Tuesday, December 28, 2010


Nigella, I apologise. I've been unfair. 

Everytime R and I sit down to watch a Nigella Lawson cooking show, I end up rolling my eyes half-way through. You know which part, right? When she's licking her fingers or a spoon midway through making a dessert or a curry ... or as she tucks into her food in her satin robe at the end of a show. Those were my cues to groan in protest. You see, I always thought she was milking her good looks a little too much.     .

I take it back. I take it all back. After trying out her Rhubarb Cheesecake tonight, I think the licking of fingers is warranted. Heck, by the time I was done with of a piece of her cake,  I was licking my fingers, my plate, my fork in ecstasy.

So Nigella, I am sorry. And thank you for the cake.

I've never cooked with rhubarb before. It isn't easy to find here, and if you do find it in the supermarket, its usually very, very expensive. I've been dying to use it in a cake or pie for the longest time, having read about it in recipe books or seen cooks use it on TV. So, last weekend when I spotted some in the supermarket, I grabbed a stalk. Yes, just one measly stalk (think celery but a lovely crimson) because it was expensive and I wasn't sure if it was worth all the hype.

Meet Rhubarb, the cousin of celery.

Rhubarb is sometimes called the "pie plant" because, yup you guessed it, its most commonly used in pies and tarts. Originally, the stalk of the plant was used for medicinal purposes: as a laxative. THe leaves aren't used as they're believed to be toxic.
====
* _TO DO_
(1) Can you return the part of the rhubarb cheesecake post starting at "So Nigella, I" and ending at "cousin of celery.", word for word?
(2) Answer these questions from the rhubarb cheesecake post:
(a) Which of Nigella Lawson's recipes did the writer try?
(b) How many stalks of rhubarb did the writer buy at the supermarket?
(c) What is rhubarb sometimes called?
====
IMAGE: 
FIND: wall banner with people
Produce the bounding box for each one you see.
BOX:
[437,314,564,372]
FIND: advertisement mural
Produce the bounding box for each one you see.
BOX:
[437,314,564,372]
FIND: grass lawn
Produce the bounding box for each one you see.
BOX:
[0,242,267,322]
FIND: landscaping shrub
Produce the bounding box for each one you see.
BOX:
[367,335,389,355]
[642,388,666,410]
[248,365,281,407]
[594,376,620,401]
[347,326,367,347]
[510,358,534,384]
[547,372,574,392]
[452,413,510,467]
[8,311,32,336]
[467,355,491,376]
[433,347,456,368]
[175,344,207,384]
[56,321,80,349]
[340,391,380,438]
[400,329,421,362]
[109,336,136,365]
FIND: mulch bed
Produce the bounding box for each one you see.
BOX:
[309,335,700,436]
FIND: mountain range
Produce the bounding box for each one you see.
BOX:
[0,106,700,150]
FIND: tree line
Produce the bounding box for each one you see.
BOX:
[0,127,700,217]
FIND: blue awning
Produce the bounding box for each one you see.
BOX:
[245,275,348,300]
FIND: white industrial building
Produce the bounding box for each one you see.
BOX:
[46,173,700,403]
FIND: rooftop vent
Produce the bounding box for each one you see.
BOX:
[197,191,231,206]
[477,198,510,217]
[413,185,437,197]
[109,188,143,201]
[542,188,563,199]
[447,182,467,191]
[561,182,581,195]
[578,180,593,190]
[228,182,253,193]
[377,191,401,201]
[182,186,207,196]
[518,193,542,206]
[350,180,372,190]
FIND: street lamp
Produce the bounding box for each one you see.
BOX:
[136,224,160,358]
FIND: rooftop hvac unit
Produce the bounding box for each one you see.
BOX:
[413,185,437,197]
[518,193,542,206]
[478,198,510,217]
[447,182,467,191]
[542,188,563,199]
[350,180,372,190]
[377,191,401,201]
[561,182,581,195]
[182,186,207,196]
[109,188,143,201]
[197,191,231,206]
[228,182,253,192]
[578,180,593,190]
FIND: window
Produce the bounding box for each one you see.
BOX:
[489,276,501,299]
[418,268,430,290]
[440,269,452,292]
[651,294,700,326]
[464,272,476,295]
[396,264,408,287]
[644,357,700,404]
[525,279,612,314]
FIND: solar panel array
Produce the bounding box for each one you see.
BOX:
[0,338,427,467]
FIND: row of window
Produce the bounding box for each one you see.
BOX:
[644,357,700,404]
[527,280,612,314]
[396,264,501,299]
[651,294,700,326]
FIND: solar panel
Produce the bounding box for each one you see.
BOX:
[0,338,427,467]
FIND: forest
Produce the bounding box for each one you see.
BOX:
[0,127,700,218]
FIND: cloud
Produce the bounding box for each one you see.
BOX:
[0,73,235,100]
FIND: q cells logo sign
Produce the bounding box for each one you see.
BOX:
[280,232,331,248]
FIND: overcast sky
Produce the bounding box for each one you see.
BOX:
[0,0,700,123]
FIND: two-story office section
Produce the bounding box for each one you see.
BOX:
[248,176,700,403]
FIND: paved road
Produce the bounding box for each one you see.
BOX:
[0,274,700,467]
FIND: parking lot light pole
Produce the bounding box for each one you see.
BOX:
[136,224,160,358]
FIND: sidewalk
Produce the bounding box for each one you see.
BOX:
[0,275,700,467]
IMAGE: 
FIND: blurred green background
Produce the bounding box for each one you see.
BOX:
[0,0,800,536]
====
* _RESPONSES BY ITEM NUMBER_
(1)
So Nigella, I am sorry. And thank you for the cake.

I've never cooked with rhubarb before. It isn't easy to find here, and if you do find it in the supermarket, its usually very, very expensive. I've been dying to use it in a cake or pie for the longest time, having read about it in recipe books or seen cooks use it on TV. So, last weekend when I spotted some in the supermarket, I grabbed a stalk. Yes, just one measly stalk (think celery but a lovely crimson) because it was expensive and I wasn't sure if it was worth all the hype.

Meet Rhubarb, the cousin of celery.

(2)
(a) Her Rhubarb Cheesecake.
(b) One stalk.
(c) The "pie plant".